> **DESCRIPTION OF THE TASK**: Please give back every line of the listing below unchanged, word for word and in the same order.

> **DATA ROWS**:
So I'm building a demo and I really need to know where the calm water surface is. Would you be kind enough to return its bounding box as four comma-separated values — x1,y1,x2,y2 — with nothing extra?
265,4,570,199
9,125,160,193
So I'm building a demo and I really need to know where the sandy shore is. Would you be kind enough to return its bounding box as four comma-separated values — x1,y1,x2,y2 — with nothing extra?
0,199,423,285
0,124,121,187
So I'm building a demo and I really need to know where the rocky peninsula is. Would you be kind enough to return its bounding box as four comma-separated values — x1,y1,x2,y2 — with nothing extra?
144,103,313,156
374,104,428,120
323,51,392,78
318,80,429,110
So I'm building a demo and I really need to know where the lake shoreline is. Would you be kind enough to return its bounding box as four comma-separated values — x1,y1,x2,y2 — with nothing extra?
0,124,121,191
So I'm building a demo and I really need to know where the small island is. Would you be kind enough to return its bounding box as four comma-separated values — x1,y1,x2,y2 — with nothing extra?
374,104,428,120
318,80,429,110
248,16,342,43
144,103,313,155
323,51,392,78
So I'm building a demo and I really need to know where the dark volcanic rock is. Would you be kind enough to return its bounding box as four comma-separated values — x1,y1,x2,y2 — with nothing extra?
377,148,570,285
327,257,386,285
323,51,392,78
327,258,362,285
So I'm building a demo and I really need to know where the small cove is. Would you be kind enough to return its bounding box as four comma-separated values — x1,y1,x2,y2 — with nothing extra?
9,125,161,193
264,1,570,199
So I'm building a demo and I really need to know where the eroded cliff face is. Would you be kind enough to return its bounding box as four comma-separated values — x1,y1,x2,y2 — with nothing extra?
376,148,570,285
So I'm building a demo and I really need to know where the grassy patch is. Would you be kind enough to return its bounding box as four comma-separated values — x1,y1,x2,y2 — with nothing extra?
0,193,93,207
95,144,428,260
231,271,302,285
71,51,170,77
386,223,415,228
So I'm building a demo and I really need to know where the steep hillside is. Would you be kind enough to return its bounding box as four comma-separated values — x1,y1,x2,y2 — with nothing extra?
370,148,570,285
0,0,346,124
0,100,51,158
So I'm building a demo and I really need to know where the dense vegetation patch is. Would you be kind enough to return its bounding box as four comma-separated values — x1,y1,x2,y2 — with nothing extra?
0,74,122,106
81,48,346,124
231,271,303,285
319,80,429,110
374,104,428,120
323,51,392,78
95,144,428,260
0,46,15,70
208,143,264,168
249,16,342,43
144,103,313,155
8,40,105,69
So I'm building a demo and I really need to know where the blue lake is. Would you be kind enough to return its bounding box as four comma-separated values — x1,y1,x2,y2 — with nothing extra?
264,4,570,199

> **EXPECTED ANSWER**:
So I'm building a demo and I really need to know where the calm water surface is. Would you be kind enough to return its bounding box as four comma-separated values — x1,y1,x2,y2 — with nothing extra?
265,4,570,199
9,125,160,193
So I'm building a demo and I really need to know where the sandy shore is. Would you be kind enough to return its bounding box as four comma-separated values — x1,y1,x2,y2 — with nothing extra?
0,199,423,285
0,124,121,187
So I'm building a demo and I really need to know where the rocky peninsula is. Would you be kind enough to return its bounding box as four comma-separated values — x1,y1,x2,y2 — with nothing extra?
144,103,313,156
374,104,428,120
323,51,392,78
318,80,429,110
So I'm building a demo and I really need to know where the lake shoreline is. Would you be kind enough to return its bounding box as four comma-separated values — x1,y1,x2,y2 — with nothing extra?
0,124,121,191
So I'm building a demo and I really need to know where the small island is. Would you be kind enough to return its bounding box as four comma-separated values — x1,y1,x2,y2 — with nothing extra?
374,104,428,120
318,80,429,110
248,16,342,43
144,103,313,155
323,51,392,78
So I'm building a demo and I really need to know where the dark volcanic rock is. Would you be kind enough to return its bounding box as four comma-separated values — x1,y1,x2,y2 — with nothing extra?
377,148,570,285
327,257,386,285
323,51,392,78
327,258,362,285
So I'm building a demo and I really need to know where the small cove is. Would you be kind enough to return its bounding box as four comma-separated values — x1,y1,x2,y2 — with nothing extra?
9,125,161,193
264,1,570,199
So I'm building a demo and I really need to know where the eroded cliff face is. Would you be kind enough to return its bounding box as four comma-separated values — x1,y1,x2,y2 — with nothing extra?
376,148,570,285
So I'm building a demo and I really need to know where the grassy patch is. Would you be kind enough to return its bounding box as four comma-separated values — x1,y1,x2,y2 — with nothing extra?
0,193,93,207
95,144,428,260
231,271,302,285
71,51,170,77
386,223,415,228
So I'm building a demo and I really need to know where the steep hillside is. Would you be kind enough to return its bounding box as four comma-separated values — x1,y1,x2,y2 — with nothing extra?
370,148,570,285
0,0,346,124
0,100,51,158
So I'm building a demo and I really need to know where the dense vegetation patch is. Would you be kind enough to return its bounding box as four comma-separated values — x1,y1,x2,y2 — with nothing extra?
0,74,122,106
81,48,346,124
231,271,303,285
319,80,429,110
374,104,428,120
323,51,392,78
95,144,428,260
0,46,15,70
208,143,264,168
249,16,342,43
144,103,313,155
8,40,105,69
So I'm building a demo and I really need to know where the blue lake is. Would you be kind enough to return its bounding box as four comma-separated values — x1,y1,x2,y2 — with nothing extra?
264,4,570,199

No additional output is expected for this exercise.